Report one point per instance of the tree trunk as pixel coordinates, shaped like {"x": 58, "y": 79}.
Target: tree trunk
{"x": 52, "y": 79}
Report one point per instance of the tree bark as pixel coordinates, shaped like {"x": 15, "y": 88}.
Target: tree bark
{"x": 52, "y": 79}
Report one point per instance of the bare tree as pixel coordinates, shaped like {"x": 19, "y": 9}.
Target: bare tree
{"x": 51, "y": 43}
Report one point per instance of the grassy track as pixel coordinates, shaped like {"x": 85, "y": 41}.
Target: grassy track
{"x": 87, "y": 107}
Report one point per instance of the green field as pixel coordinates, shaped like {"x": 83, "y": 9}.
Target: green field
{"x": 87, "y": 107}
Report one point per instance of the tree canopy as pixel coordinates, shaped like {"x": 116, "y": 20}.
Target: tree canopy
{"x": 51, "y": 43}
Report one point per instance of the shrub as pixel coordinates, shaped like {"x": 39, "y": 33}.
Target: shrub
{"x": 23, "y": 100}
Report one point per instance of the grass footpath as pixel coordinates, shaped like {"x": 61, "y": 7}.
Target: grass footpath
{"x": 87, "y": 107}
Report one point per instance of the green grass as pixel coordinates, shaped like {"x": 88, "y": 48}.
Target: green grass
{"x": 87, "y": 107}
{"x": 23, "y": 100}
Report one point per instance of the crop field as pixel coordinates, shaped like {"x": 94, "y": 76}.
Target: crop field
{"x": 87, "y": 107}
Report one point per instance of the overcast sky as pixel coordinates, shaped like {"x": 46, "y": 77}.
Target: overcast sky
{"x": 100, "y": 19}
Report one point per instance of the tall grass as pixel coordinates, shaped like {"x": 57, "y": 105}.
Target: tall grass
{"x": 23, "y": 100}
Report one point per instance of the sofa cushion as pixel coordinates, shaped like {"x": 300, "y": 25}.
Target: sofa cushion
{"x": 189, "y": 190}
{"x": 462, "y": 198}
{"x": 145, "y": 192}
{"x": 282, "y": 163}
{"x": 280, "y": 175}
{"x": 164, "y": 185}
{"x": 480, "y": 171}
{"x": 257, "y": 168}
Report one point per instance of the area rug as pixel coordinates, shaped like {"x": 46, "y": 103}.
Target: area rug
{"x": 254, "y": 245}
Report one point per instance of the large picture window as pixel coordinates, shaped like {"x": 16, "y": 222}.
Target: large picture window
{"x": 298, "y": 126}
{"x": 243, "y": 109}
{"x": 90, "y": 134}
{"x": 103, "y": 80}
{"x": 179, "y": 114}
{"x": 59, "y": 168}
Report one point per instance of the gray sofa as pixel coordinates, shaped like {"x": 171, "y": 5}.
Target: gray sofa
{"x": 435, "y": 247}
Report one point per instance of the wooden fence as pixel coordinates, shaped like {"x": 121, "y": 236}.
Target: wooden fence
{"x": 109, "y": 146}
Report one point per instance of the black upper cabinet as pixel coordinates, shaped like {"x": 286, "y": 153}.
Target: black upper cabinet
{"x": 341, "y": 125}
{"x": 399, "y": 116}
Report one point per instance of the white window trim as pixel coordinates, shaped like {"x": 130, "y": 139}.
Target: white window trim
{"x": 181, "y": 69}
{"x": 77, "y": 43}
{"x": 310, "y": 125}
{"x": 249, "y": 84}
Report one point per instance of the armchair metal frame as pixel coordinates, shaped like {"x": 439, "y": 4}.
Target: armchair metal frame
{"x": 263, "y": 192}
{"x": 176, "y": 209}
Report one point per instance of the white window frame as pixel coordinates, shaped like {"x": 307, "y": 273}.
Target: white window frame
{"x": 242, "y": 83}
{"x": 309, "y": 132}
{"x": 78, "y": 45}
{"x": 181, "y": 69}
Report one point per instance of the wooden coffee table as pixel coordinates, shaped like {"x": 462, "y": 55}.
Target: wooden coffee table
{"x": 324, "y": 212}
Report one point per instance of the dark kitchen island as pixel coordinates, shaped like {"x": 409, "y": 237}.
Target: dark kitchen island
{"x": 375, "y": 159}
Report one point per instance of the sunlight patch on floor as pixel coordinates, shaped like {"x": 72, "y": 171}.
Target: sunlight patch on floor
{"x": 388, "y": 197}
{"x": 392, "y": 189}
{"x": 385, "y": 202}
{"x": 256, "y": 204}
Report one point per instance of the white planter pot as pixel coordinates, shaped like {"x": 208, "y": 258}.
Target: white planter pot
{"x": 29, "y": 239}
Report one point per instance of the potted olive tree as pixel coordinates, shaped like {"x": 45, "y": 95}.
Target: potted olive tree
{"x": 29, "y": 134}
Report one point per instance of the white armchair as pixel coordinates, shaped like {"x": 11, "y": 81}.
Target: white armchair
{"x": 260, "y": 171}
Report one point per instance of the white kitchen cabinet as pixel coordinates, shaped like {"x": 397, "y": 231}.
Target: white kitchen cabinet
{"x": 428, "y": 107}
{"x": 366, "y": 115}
==
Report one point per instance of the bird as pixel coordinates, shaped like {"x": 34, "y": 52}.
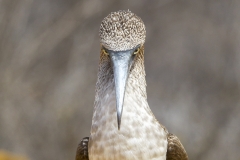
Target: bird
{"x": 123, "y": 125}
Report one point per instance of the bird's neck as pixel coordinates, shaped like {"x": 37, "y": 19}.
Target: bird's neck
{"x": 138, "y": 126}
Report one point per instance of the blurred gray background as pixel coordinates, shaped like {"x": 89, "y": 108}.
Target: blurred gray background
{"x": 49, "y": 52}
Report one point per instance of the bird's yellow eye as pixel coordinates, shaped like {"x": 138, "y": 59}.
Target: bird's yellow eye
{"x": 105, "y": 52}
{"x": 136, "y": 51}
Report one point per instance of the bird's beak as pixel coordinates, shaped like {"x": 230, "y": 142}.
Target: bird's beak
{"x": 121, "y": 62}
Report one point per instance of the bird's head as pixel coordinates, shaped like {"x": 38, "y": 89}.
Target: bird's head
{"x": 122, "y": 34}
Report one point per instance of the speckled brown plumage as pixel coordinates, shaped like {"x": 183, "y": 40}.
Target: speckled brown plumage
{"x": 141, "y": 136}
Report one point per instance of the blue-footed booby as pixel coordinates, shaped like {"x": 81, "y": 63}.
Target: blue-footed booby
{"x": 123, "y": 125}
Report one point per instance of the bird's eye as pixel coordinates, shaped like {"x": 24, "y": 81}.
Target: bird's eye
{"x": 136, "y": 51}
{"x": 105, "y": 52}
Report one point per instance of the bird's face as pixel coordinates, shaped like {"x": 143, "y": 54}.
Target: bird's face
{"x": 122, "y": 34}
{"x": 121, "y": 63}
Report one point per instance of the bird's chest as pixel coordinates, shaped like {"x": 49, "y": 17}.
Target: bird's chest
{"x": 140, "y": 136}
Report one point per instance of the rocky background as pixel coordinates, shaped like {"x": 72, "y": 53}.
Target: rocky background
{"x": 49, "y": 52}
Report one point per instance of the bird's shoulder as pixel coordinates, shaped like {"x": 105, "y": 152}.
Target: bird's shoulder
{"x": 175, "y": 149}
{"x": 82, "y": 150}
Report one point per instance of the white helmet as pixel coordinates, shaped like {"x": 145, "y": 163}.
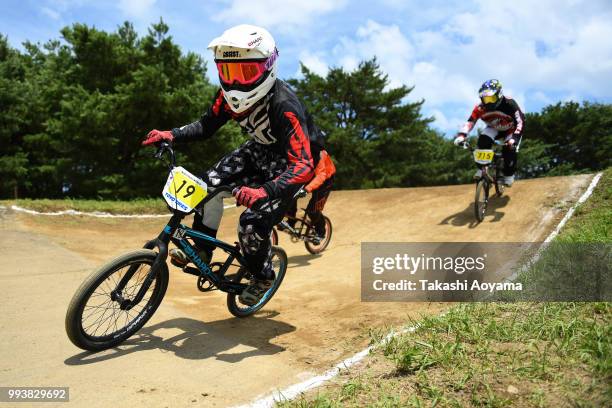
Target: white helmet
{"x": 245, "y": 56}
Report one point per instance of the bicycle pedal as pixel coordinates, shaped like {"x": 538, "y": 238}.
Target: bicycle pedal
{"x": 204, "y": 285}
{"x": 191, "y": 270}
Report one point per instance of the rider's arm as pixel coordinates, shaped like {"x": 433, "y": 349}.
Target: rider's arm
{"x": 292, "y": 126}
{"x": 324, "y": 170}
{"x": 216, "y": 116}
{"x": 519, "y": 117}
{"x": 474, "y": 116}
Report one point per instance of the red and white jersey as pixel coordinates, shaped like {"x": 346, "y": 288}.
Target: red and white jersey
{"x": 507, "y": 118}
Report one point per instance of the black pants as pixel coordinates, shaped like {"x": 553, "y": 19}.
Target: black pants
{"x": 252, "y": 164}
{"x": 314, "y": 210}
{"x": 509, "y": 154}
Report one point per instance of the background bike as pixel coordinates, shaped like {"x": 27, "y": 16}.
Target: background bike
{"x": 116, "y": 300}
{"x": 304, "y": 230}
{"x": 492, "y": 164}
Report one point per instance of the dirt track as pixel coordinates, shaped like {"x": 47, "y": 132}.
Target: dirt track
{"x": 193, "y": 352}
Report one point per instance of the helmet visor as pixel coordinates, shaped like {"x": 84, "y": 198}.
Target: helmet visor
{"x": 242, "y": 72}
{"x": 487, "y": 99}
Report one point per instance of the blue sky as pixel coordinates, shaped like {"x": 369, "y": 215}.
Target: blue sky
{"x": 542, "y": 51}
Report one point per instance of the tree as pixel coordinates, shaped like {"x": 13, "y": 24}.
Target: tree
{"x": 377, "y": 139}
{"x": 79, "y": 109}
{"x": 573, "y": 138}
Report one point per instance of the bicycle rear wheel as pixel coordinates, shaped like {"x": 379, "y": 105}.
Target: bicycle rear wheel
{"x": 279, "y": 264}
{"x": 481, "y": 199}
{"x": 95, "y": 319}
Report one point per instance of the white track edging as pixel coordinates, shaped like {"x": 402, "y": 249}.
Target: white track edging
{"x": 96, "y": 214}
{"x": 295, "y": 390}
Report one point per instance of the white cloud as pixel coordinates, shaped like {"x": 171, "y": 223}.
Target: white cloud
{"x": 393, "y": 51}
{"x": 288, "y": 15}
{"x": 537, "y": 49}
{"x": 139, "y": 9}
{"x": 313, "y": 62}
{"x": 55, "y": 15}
---
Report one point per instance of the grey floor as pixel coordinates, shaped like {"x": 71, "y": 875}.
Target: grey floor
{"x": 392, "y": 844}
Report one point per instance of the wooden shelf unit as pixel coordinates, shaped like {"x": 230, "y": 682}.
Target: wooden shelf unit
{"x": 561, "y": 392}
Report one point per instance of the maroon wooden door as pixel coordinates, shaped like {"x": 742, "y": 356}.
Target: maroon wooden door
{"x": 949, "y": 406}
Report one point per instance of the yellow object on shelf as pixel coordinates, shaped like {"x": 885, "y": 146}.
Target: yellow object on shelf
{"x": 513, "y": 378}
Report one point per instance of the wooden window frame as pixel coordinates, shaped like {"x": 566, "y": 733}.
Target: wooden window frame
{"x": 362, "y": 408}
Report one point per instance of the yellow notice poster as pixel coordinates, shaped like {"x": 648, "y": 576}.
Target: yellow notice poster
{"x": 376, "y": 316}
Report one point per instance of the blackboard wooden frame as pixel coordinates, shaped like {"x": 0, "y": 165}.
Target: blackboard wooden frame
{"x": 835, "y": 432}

Instructions for the task: Copy out every line of the records above that contains the string "trim". Matching is case-sensitive.

Solution for this exercise:
Report one point per instance of the white window trim as pixel coordinates, shaped like {"x": 130, "y": 139}.
Target: white window trim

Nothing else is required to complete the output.